Point-based annotation data
========================

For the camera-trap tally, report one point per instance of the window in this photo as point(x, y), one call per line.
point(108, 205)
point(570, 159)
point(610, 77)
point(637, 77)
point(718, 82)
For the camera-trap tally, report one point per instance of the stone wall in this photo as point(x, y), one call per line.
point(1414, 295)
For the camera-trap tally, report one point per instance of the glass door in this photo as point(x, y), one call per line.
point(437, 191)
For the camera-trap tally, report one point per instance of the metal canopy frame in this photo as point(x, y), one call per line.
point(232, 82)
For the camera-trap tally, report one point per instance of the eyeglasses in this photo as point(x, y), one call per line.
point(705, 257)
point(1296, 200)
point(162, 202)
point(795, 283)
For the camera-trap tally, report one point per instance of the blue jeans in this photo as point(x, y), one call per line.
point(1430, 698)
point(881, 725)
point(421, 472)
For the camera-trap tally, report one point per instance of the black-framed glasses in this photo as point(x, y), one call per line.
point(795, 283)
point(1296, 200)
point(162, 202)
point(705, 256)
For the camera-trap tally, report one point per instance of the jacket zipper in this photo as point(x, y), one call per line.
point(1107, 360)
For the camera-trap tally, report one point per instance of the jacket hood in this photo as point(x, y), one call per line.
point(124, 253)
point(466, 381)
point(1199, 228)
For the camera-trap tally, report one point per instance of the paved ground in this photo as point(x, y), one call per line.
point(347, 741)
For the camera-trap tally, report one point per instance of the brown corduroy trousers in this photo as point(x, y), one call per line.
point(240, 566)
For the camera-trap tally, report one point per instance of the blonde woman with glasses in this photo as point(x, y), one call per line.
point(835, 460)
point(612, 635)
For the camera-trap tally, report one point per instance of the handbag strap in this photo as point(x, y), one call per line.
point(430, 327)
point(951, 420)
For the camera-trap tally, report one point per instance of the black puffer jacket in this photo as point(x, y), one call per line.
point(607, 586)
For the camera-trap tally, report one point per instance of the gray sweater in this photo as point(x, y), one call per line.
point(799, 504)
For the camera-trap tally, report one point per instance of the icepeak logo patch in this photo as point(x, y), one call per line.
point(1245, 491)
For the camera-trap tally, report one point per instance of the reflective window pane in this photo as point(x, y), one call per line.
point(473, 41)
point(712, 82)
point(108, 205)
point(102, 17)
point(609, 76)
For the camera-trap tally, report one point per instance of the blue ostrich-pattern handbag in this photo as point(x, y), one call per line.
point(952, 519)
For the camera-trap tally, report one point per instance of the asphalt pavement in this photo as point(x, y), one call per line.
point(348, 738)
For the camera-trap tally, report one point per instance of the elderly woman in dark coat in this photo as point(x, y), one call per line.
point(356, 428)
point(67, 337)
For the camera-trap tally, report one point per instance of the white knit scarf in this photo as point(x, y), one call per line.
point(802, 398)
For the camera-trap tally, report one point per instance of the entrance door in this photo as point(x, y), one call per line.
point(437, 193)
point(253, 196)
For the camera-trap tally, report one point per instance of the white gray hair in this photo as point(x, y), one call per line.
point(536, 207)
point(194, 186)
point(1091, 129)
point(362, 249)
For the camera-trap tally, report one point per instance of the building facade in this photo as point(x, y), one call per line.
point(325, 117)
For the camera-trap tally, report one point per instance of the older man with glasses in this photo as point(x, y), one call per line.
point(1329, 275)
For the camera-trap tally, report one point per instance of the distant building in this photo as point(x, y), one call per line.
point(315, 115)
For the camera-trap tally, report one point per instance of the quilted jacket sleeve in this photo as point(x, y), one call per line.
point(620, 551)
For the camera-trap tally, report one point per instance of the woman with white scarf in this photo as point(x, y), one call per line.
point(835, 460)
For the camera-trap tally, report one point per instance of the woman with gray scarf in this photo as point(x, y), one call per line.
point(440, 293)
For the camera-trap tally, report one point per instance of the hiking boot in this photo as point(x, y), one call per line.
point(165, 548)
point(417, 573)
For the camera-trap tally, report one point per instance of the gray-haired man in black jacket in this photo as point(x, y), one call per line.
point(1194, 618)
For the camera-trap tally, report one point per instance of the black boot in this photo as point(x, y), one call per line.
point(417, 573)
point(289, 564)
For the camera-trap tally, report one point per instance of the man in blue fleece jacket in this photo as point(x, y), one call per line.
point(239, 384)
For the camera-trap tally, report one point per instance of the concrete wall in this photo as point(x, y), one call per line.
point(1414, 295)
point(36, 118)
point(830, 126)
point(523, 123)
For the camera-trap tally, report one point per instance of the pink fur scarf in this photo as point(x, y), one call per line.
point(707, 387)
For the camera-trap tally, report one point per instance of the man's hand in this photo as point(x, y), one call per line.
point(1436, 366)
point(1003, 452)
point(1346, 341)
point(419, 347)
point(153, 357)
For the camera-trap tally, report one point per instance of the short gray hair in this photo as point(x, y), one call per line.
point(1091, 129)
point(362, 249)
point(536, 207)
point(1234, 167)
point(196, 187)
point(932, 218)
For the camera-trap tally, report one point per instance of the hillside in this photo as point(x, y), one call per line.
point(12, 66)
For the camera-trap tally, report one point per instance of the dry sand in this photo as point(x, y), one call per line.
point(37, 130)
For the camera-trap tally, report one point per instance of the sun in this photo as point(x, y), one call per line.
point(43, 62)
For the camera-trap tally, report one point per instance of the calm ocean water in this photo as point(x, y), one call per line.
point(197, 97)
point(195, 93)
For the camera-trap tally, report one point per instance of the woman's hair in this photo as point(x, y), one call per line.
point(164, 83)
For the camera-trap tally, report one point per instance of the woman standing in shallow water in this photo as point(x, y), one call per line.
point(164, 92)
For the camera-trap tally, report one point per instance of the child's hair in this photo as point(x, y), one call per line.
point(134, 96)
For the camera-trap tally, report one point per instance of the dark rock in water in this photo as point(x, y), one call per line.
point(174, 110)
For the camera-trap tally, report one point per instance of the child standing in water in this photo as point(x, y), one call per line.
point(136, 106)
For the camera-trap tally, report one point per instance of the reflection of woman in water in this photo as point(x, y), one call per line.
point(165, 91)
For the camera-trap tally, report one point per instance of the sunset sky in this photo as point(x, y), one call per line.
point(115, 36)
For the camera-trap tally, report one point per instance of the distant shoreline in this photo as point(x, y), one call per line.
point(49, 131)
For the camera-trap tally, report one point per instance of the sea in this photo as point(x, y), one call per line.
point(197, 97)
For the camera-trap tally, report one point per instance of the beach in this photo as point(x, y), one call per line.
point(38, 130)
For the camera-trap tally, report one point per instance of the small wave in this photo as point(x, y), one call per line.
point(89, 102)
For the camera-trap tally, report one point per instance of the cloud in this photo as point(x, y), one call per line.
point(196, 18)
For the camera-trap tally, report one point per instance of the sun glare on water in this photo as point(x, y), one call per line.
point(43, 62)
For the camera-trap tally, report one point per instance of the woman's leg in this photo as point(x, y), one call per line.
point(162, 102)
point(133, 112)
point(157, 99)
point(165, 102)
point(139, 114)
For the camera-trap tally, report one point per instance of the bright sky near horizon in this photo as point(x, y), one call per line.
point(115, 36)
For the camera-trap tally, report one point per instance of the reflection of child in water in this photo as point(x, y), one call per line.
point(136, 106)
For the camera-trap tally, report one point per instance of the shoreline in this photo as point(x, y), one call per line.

========================

### Set exercise
Reproduce every one of the lines above word for word, without changing anything.

### Response below
For the camera-trap tally, report one point per instance of the window in this photo as point(x, y), one call per line.
point(108, 205)
point(570, 159)
point(610, 77)
point(637, 77)
point(718, 82)
For the camera-trap tally, report one point per instance of the stone wall in this photo as point(x, y), one call per line.
point(1414, 295)
For the camera-trap tally, report one point per instance of the glass door in this photo as point(x, y), one call per line.
point(437, 191)
For the camera-trap tally, report one point per instance of the metal canopy frame in this photo as point(x, y), one call per line.
point(232, 82)
For the camera-trap tally, report one point per instance of the eyeglasses in this photo as point(x, y), one call per line.
point(705, 257)
point(1296, 200)
point(162, 202)
point(795, 283)
For the camera-trap tally, report one point per instance of the blue jeans in this photo as point(x, y), one call per line.
point(1430, 698)
point(881, 725)
point(421, 472)
For the camera-trap tally, report one point per instance of the black-framed glasses in this photo as point(x, y), one call per line.
point(795, 283)
point(1296, 200)
point(162, 202)
point(705, 256)
For the camera-trap tally, report one point per instance of the jacket zipper in this photo as point(x, y), one call per line.
point(1107, 360)
For the camera-trap tally, report one point per instance of the jacket hood in this photo as point(x, y), one call per line.
point(124, 253)
point(466, 381)
point(1199, 228)
For the camera-trap tally, report one point per instance of the paved ground in this photo as point(x, y), one call per line.
point(347, 741)
For the camera-trap tally, report one point per instance of the brown corduroy trousers in this photo as point(x, y), one call per line.
point(240, 566)
For the camera-trap tally, report one point per instance of the blonde woman with glasses in this photo as point(x, y), one call per line.
point(835, 460)
point(612, 635)
For the camera-trap tally, report one point per instance of the handbag strap in this photo as point(x, y), one call per line.
point(430, 327)
point(951, 420)
For the camera-trap tally, report one point per instance of the black puffer jacket in this photo as point(x, y), one call per line.
point(607, 586)
For the camera-trap tally, report one point per instance of the gray sweater in this photo as point(x, y), one call per line.
point(799, 504)
For the camera-trap tally, report one point per instance of the icepeak logo patch in this photo as point(x, y), one call per line.
point(1245, 491)
For the camera-trap tally, report one point per instance of the reflective window pane in this photo as point(x, y), one call per line.
point(473, 41)
point(712, 82)
point(108, 205)
point(102, 17)
point(609, 76)
For the camera-trap tally, report one point per instance of the blue ostrich-pattern handbag in this photo as point(x, y), one call per line.
point(952, 519)
For the camera-trap tally, report one point per instance of the asphalt pavement in this photo as point(x, y), one call per line.
point(348, 738)
For the camera-trap tally, report one point per instance of the elderly woman in dark coat in this photo as point(x, y), one call per line.
point(356, 428)
point(67, 337)
For the camera-trap tally, report one point per instance of the white knit scarf in this photo as point(x, y), one call per line.
point(802, 398)
For the camera-trap tally, report one point per instance of the entrance door in this photo as point(x, y), one call per line.
point(437, 193)
point(253, 196)
For the camera-trap tally, report one point per instance of the white gray hair in this photo as point(x, y), one call per line.
point(536, 207)
point(194, 186)
point(1091, 129)
point(362, 249)
For the camera-trap tally, report one point per instance of the building facade in this photo as point(x, y), one call per line.
point(325, 117)
For the camera-trap tally, report one point per instance of the older man with glasses in this photo as point(x, y), one call per line.
point(1329, 275)
For the camera-trap tally, report one point per instance of the distant building in this photo as point(x, y), one call per line.
point(315, 115)
For the camera-trap tally, report one point per instance of the quilted jacket sleeve in this photo as point(x, y), one call per line.
point(620, 551)
For the camera-trap tally, report one point per instance of the woman with white scarf in this photo as point(x, y), one call per line.
point(835, 460)
For the camera-trap tally, report one point per instance of the woman with gray scarf in this photo as point(x, y), one call per line.
point(440, 293)
For the camera-trap tally, report one point per instance of the hiking boot in this photo as point(x, y), one call per line.
point(165, 548)
point(417, 573)
For the camera-trap tally, report one point per instance of the gray-haired man in black jacket in this photo as point(x, y), one call per line.
point(1194, 618)
For the camera-trap tally, report one point per instance of the black boot in this photo as point(x, y), one call per line.
point(417, 573)
point(289, 564)
For the camera-trap tally, report one point per instance of the man in blue fleece jacket in this photo as point(x, y), one call per line.
point(239, 384)
For the camera-trap tally, report one point per instance of the concrete wall in this photo as point(x, y), one call per line.
point(1414, 295)
point(36, 118)
point(830, 126)
point(523, 123)
For the camera-trap tally, report one point per instance of the pink fur scarf in this photo as point(x, y), one call per line.
point(707, 387)
For the camera-trap tally, report one point per instance of the man's hand in this photo as point(x, y), one call per line.
point(1436, 366)
point(1003, 452)
point(1346, 341)
point(419, 347)
point(153, 357)
For the camera-trap tally, report one point per instance of the short gray hair in this photo as point(x, y), one call per line.
point(1091, 129)
point(362, 249)
point(536, 207)
point(1234, 167)
point(196, 187)
point(932, 218)
For the camera-trap tally, report one point per instance of the hillside in this photo as point(x, y), one call per line.
point(12, 66)
For the camera-trap tally, report one point per instance of the dry sand in this photo as point(x, y), one call per line.
point(37, 130)
For the camera-trap tally, report one point per instance of the sun in this photo as point(x, y), one call per line.
point(43, 62)
For the camera-trap tally, report one point per instance of the calm ocean water in this photo as point(x, y), one call per line.
point(197, 97)
point(195, 93)
For the camera-trap tally, report one point per instance of the woman's hair in this photo as point(x, y), one call per line.
point(164, 83)
For the camera-trap tally, report one point per instance of the woman standing in shallow water in this photo as point(x, y), one call per line.
point(164, 92)
For the camera-trap tally, report one point per instance of the child's hair in this photo as point(x, y), one call per line.
point(134, 96)
For the camera-trap tally, report one point per instance of the dark rock in water in this photo as point(x, y), one call per line.
point(174, 110)
For the camera-trap tally, report one point per instance of the child standing in water in this photo as point(x, y), one call per line.
point(136, 106)
For the camera-trap tally, report one point per instance of the reflection of woman in water in this photo as point(x, y), one call per line.
point(165, 91)
For the camera-trap tally, report one point per instance of the sunset sky in this photo as point(x, y), one call per line.
point(115, 36)
For the camera-trap tally, report one point per instance of the distant shoreline in this photo as point(x, y), one call per line.
point(49, 131)
For the camera-trap tally, report one point per instance of the sea in this photo as point(x, y), one call per line.
point(197, 97)
For the camera-trap tally, report one point per instance of the beach in this photo as point(x, y), one call per line.
point(38, 130)
For the camera-trap tally, report one point per instance of the small wave in this photo as point(x, y), one call per line.
point(89, 102)
For the camera-trap tally, report one point per instance of the cloud in this photo as point(x, y), one call per line.
point(196, 18)
For the camera-trap tally, report one point per instance of the sun glare on water in this photo as point(x, y), one call per line.
point(43, 62)
For the camera-trap tally, report one point per instance of the woman's leg in this photo as point(x, y), one call per line.
point(162, 102)
point(133, 112)
point(157, 99)
point(165, 102)
point(139, 114)
For the camera-trap tally, report one point per instance of the bright sky near horizon in this photo as point(x, y), one call per line.
point(115, 36)
For the camera-trap tally, report one point per instance of the reflection of child in water in this photo as point(x, y), one call per line.
point(136, 106)
For the camera-trap tally, report one point per instance of the shoreline in this photo as point(x, y), one call per line.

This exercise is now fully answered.